**PASSAGE**
=== Section Start ===

If You Cannot Keep a Job You May Be Disabled

by John R. Heard on April 1, 2015 · 0 comments

in Winning Disability Benefits,Past Relevant Work (Step 4),Capability to Work (Step 5),Vocational or Work Issues

In order to prove that you are disabled you have to prove that there is not any job you can do that exists in significant numbers in the national economy if you were hired to do that job. It’s not enough to prove that you couldn’t get hired.  If the standard for disability were to prove that you couldn’t get hired then in difficult economic times when it is difficult to find a job it would be easier to prove you are disabled.  And when times are booming and the economy is great it would be harder to prove you were disabled, so that’s not how the system works.

The system is based around the concept that if you were placed in a job somehow magically, could you perform the duties that go along with that job? There is a very important aspect to the question “could you perform those duties”, and that is could you perform the duties on a sustained basis. Are you able to do that job eight hours a day, five days a week, 50 weeks a year?

=== Section End ===

**ACTIVITIES**
**A.** Condense the paragraph of the article on proving disability that begins "In order to prove that you are disabled" into a shorter version that keeps its main facts.
**B.** Carry on the article on proving disability, starting after its final sentence.

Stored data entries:
=== Section Start ===

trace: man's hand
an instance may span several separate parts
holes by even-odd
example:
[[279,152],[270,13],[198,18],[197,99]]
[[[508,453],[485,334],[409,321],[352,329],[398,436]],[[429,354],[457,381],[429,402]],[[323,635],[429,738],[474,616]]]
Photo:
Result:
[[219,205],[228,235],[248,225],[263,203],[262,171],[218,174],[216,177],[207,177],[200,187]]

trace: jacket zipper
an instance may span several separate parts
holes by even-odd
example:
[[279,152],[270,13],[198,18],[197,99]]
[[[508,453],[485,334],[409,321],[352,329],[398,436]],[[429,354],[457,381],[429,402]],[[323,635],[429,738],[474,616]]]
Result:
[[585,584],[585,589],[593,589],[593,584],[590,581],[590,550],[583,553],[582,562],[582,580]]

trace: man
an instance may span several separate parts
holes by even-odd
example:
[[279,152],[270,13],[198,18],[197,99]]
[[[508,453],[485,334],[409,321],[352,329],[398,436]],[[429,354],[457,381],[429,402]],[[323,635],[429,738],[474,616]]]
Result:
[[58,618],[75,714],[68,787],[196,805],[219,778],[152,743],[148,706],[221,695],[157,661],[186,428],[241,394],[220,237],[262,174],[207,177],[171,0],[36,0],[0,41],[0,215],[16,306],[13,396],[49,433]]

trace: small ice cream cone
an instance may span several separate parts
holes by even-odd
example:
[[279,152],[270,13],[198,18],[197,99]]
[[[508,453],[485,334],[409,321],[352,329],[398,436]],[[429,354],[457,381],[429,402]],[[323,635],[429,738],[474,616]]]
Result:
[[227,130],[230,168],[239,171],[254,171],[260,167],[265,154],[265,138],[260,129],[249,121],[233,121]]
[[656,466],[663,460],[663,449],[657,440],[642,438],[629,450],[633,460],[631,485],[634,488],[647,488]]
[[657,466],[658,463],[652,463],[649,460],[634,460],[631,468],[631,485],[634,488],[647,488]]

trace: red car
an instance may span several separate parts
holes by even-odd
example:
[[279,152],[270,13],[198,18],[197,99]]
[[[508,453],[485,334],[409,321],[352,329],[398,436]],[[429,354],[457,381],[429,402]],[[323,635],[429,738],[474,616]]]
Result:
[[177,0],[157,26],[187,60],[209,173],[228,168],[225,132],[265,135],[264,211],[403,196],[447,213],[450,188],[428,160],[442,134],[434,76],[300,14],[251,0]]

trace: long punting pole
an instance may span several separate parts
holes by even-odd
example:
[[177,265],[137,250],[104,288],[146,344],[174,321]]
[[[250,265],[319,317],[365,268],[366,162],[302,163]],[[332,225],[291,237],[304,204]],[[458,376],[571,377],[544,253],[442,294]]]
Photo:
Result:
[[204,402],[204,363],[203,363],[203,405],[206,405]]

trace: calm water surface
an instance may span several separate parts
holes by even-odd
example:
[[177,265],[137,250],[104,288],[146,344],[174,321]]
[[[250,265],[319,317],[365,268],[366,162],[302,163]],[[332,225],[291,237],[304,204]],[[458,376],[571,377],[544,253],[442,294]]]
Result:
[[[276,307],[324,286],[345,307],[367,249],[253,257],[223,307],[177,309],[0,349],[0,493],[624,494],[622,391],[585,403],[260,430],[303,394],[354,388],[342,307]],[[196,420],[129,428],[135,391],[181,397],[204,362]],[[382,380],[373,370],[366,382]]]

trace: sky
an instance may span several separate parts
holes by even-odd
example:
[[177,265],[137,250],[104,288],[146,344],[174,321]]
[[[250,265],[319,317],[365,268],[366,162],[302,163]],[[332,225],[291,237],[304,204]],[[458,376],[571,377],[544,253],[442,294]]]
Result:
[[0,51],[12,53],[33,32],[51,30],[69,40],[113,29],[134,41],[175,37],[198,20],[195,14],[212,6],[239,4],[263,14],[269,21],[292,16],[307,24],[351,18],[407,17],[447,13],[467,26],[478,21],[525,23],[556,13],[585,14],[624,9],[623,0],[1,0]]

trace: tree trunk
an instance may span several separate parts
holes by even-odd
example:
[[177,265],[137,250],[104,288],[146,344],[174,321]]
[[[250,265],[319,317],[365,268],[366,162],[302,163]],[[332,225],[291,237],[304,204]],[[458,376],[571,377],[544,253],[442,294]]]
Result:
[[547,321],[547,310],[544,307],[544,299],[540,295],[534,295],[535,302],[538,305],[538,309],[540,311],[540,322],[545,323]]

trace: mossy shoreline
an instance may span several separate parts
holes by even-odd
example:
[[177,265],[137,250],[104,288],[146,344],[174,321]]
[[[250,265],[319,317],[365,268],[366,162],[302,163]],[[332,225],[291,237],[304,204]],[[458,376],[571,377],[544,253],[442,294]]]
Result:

=== Section End ===

**TASK RESPONSES**
**A.** To prove disability, a person must show that no job existing in significant numbers in the national economy is one they could do if hired for it. Showing that they could not get hired is not enough. Under that standard, disability would be easier to prove in hard economic times and harder in booming ones, and the system does not work that way.

**B.**
Here is an example to illustrate the point.  If we had someone with significant back problems the individual could certainly go in and do some work, maybe even do a job similar or identical to what they did in the past, but not on a sustained basis.  With bad back pain it’s likely the person wouldn’t last more than two or three days and then they would be flat on their back trying to recuperate for another day or two after that. No employer is going to allow you to take off a day or two every week.  If a person takes too many days off because of their condition they cannot sustain employment in a competitive work environment.

Another common example is that people with many medical problems have so many doctor’s appointments that they are constantly having to be at a doctor’s appointments or treatment visits.  These appointments would interfere with their ability to work on a sustained basis.  Other examples would be people who have emotional difficulties, or anxiety or depression issues that come and go.  Certain mental conditions wax and wane, we certainly see this with bipolar disorder.  If those problems are bad enough on bad days to keep someone from work or make them not productive at work then they wouldn’t likely be able to maintain their job.

So even if you have a condition that doesn’t affect you every day, it still could be enough of an erosion in your ability to work to take you out of the running for competitive employment.  Remember to discuss reasons why you don’t think you would be able to sustain employment over time in your disability application forms or at your hearing if that is true in your case.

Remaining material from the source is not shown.